_Instruction_.
In the forum thread on mop-top hairstyles below, why does the reply from letitrock call bowl haircuts unattractive?

_Excerpt provided_.
────────────────

# Girls: Do you like mop-tops on a guy?



## Pennywise (Aug 18, 2011)

The hairstyle, I mean? It's collar-length in the back with hair over the forehead and hair partially covering the ears. Would you like someone with this hairstyle? Here's a picture of it:


----------



## Fruitcake (Jan 19, 2012)

I love that hairstyle, and I'd certainly like someone who had it. Especially those someones.


----------



## blue the puppy (Jul 23, 2011)

sure!


----------



## xxLambyxx (Aug 2, 2011)

Definitely, as long as it doesn't look too big for the person with the hair xD


----------



## letitrock (Jan 10, 2009)

those that you posted don't look that bad, but if you're talking about bowl haircuts essentially, then no, those are not attractive. I guess it just depends on the face structure of the person who's wearing it, but overall, it just seems like too much hair, it's like a mop of hair....

────────────────

_Supplied data_.
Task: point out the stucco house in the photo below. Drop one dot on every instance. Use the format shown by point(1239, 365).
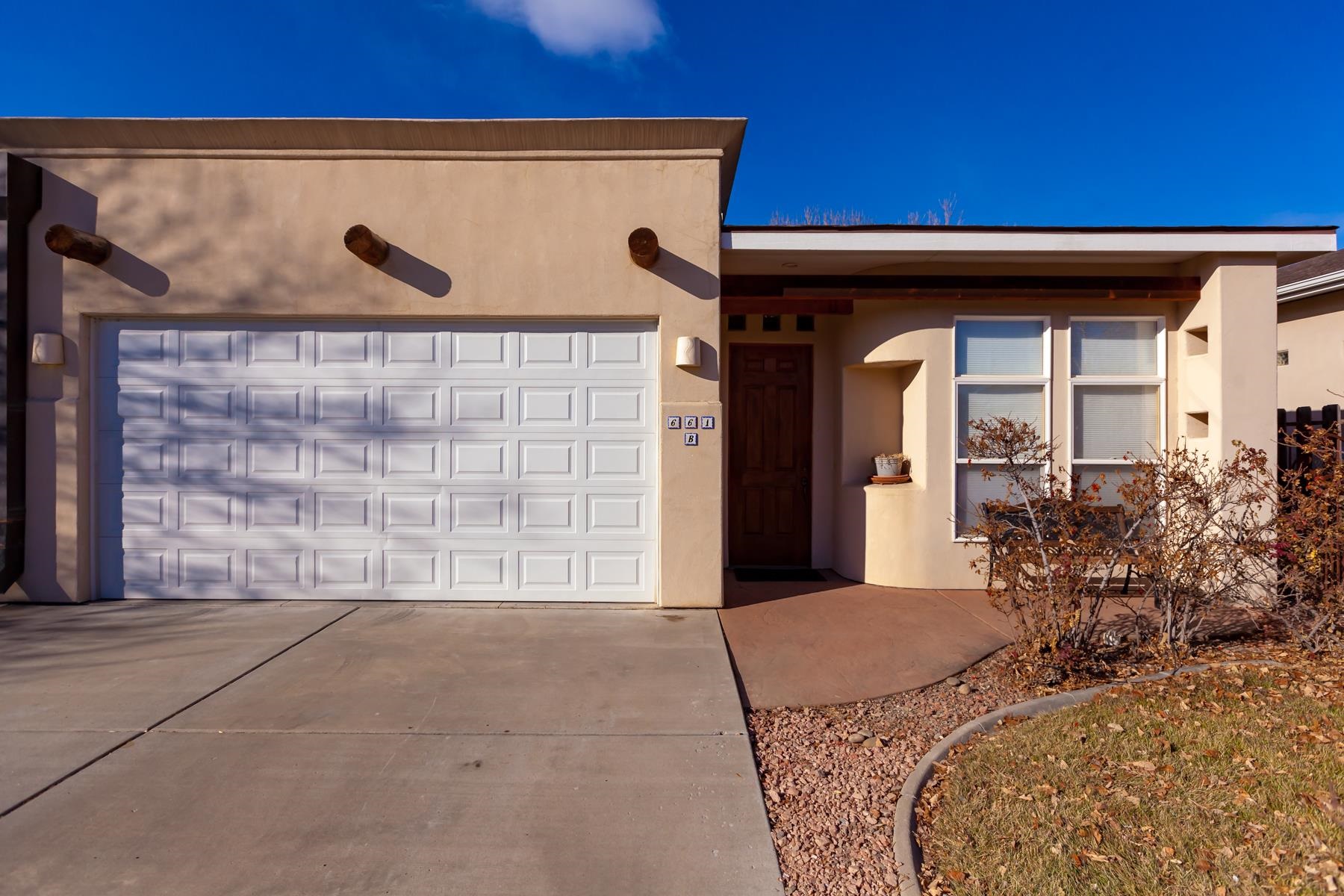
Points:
point(526, 361)
point(1310, 332)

────────────────

_Task response_.
Bowl haircuts seem like too much hair overall, "like a mop of hair." The reply adds that it depends on the face structure of the person wearing it.